**Your assignment:** Please return every line in the following data that includes the string "instance".

═══ Records shown

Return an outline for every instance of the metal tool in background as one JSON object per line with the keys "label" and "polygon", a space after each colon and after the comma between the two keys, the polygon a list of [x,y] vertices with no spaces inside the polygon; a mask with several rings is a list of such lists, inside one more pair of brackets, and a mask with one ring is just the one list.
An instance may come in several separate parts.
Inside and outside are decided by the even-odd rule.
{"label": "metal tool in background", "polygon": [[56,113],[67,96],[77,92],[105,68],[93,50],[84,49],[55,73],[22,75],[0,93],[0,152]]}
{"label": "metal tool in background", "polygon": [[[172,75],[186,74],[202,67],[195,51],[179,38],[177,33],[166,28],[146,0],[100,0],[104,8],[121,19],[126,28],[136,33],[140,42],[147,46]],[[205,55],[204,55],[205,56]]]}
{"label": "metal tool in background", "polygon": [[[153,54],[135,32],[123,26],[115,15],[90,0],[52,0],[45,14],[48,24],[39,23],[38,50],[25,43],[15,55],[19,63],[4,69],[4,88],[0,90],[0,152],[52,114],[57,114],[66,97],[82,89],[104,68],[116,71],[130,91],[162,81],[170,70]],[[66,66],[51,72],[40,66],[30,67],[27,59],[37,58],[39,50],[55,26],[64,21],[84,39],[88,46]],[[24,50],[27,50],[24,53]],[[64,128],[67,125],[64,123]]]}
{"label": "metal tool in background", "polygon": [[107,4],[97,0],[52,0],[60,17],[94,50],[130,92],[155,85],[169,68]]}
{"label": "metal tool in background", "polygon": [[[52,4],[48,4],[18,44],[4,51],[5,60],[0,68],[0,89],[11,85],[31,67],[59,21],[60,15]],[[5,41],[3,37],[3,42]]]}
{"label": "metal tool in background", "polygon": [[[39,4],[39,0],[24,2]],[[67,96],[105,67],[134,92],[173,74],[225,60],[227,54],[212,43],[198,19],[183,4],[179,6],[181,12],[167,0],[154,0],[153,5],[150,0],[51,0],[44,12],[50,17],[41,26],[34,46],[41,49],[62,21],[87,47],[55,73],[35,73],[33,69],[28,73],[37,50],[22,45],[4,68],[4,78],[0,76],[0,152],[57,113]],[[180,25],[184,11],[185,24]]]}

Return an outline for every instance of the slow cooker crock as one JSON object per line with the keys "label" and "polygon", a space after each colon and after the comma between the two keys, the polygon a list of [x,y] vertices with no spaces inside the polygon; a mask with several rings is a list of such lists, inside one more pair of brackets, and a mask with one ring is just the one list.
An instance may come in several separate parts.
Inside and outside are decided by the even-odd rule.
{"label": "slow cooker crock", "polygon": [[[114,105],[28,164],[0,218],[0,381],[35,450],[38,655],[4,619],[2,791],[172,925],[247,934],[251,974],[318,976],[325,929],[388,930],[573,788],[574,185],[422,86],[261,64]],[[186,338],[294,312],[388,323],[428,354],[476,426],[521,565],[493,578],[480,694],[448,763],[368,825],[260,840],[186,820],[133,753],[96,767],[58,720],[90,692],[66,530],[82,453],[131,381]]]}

══════

**Solution below:**
Return an outline for every instance of the metal tool in background as one JSON object per line with the keys "label" and "polygon", a space after each colon and after the comma between the two keys, the polygon a list of [x,y] vertices with no spaces inside the polygon; a mask with several rings is a list of such lists, inside one more pair of brackets, and a mask with one ring is just the one list.
An instance may come in several separate parts.
Return an outline for every instance of the slow cooker crock as one JSON object per line with the keys "label" and "polygon", a space after each colon and after the comma between the two keys, the polygon a list of [x,y] vertices with no spaces inside the polygon; a mask with several rings is a list of such lists, inside one more pair of brackets, and a mask with one ring is just the one list.
An instance may come in several separate parts.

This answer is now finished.